== Data supplied ==

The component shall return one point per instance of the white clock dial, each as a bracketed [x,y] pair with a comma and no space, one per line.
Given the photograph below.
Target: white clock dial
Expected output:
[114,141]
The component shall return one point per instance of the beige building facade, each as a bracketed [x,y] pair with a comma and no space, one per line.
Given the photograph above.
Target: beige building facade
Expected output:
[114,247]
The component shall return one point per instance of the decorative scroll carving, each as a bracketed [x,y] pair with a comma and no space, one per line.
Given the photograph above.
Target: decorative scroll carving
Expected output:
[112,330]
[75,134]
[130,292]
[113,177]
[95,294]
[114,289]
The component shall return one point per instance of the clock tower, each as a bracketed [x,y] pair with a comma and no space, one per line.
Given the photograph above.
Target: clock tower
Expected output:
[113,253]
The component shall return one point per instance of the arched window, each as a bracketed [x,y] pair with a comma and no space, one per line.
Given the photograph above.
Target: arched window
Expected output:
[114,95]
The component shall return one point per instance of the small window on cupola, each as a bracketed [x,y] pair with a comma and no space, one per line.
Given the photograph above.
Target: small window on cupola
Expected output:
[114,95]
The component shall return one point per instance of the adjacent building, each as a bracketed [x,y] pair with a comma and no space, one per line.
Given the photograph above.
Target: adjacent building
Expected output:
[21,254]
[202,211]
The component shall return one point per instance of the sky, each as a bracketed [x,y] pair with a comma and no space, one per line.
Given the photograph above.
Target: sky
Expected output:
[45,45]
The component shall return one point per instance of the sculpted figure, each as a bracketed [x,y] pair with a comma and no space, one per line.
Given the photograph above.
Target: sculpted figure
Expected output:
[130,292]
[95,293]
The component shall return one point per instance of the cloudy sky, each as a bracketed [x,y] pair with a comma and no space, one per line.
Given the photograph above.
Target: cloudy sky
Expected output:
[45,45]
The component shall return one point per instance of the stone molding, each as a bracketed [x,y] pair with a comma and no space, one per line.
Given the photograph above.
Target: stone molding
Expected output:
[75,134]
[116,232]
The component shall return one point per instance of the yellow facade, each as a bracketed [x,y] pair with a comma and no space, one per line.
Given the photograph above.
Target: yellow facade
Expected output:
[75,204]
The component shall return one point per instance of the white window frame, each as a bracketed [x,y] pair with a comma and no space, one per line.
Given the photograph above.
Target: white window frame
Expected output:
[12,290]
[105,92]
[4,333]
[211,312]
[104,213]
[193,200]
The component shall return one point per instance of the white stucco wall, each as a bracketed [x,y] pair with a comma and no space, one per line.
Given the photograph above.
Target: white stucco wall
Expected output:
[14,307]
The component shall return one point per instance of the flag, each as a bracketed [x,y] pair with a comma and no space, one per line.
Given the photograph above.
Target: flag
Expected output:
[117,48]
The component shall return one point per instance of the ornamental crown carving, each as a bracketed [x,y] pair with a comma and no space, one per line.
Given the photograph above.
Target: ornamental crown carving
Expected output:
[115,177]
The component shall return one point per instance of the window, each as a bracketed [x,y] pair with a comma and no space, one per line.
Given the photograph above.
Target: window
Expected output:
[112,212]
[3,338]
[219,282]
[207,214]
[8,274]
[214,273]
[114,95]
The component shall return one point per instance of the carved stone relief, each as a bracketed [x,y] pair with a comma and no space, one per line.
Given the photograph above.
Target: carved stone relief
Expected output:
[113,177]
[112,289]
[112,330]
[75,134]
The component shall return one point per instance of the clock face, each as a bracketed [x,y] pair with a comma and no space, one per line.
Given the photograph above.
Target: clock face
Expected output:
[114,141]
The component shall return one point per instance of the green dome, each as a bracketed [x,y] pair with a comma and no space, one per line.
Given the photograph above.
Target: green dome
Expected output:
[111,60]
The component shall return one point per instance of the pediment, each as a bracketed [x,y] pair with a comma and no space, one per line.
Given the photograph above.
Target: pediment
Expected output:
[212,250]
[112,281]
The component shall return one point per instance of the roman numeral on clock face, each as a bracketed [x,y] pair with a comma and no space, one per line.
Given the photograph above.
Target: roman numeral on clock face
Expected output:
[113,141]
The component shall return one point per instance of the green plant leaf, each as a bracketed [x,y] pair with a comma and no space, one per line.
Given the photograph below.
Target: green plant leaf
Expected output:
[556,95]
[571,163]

===

→ **Task item**
The lines above need to be restated word for word, all of them.

→ **Answer for the task**
The component shall return one point per instance of the white clock dial, each as a bracketed [x,y] pair with a comma and no space, one per line.
Given the photograph below.
Target: white clock dial
Expected output:
[114,141]
The component shall return one point per instance of the beige building facade, each as a bracketed [x,y] pair with a comma and no space, one per line.
Given the photograph above.
Target: beige building facade
Expected output:
[114,247]
The component shall return one point per instance of the decorative scroll carving, each as a bracketed [x,y] pair with a comma and no space, one per line.
Given the photograph above.
Target: decorative scroll carving
Expected output:
[112,330]
[75,134]
[130,292]
[113,177]
[95,294]
[114,289]
The component shall return one point per instance of the clock tower, each as a bracketed [x,y] pair with a comma and no space, one per line.
Given the photograph above.
Target: clock tower
Expected output:
[113,253]
The component shall return one point per instance of the arched window, each as a bracketed [x,y] pair with a comma and no space, one per line.
Given the photograph above.
Target: arched window
Expected output:
[114,95]
The component shall return one point per instance of the small window on cupola, each as a bracketed [x,y] pair with a comma and no space, one per line.
Given the photograph above.
Target: small window on cupola
Expected output:
[114,95]
The component shall return one point per instance of the adjacent building, each as a bracketed [x,y] pair with a comma and no space, one per line.
Given the photograph above.
Target: adjacent building
Expected output:
[21,254]
[202,211]
The component shall return one point per instance of the sky, each as a bracketed [x,y] pair with a comma and no space, one per line.
Given the photograph above.
Target: sky
Expected output:
[45,45]
The component shall return one point per instance of the sculpted figure, each as a bracketed [x,y] pair with a comma and no space, one per line.
Given the photograph above.
Target: sculpted figure
Expected output:
[130,292]
[95,293]
The component shall return one point per instance of the cloudy sky, each as a bracketed [x,y] pair with a comma and no space, one per line.
Given the photograph above.
Target: cloudy sky
Expected output:
[45,45]
The component shall return one point per instance of the stone molding, each as a bracketed [x,y] pair with a comma and no space, one per line.
Given the photograph above.
Target: stone molding
Expected output:
[75,134]
[116,232]
The component shall return one point per instance of the yellow facade, each as a bracketed [x,y] pair with a comma and no space, one per line.
Given the photograph above.
Target: yellow facade
Expected output:
[75,204]
The component shall return one point per instance of the white window frame, each as a bracketed [x,y] pair with a comma and no space, one per line.
Given the photograph above.
Target: white window frame
Expected output:
[12,290]
[105,92]
[4,333]
[211,312]
[104,213]
[193,200]
The component shall return one point per instance of the white stucco wall, each as a bracketed [x,y] pair with a comma and no space, one per line.
Given the photograph above.
Target: white stucco wall
Expected output:
[14,307]
The component shall return one point per instance of the flag, each as a bracketed [x,y] pair with a comma and no space, one per line.
Given the photograph above.
Target: flag
Expected output:
[117,48]
The component shall return one point per instance of the ornamental crown carving, each as a bracketed [x,y] pair with a comma and no space, one per line.
Given the photograph above.
Target: ornamental crown carving
Expected output:
[115,177]
The component shall return one point per instance of the window, each as a bracketed [x,y] pair with a comma and no space, one per line.
Given the photograph above.
Target: window
Expected output:
[112,212]
[3,338]
[219,282]
[207,214]
[8,274]
[214,273]
[114,95]
The component shall return one point per instance of the carved stone relief, each as a bracketed [x,y] pair with a comma and no space, one per line.
Given the photograph above.
Target: carved stone relief
Expected output:
[113,177]
[112,289]
[112,330]
[75,134]
The component shall return one point per instance of the clock face, each as a bracketed [x,y] pair with a comma and no space, one per line.
Given the photograph above.
Target: clock face
Expected output:
[114,141]
The component shall return one point per instance of the green dome, each as a bracketed [x,y] pair with a comma and no space, one per line.
Given the photograph above.
Target: green dome
Expected output:
[111,60]
The component shall return one point per instance of the pediment, each as a bracketed [x,y] pair with a comma and no space, one per line.
Given the photograph above.
Target: pediment
Expected output:
[212,250]
[112,281]
The component shall return one point per instance of the roman numeral on clock face, each as a bracketed [x,y] pair with a comma and no space, one per line.
Given the photograph above.
Target: roman numeral on clock face
Expected output:
[113,141]
The component shall return one point per instance of the green plant leaf, each as a bracketed [x,y] pair with a comma and no space, one per line.
Given the photograph below.
Target: green plant leaf
Expected output:
[556,95]
[571,163]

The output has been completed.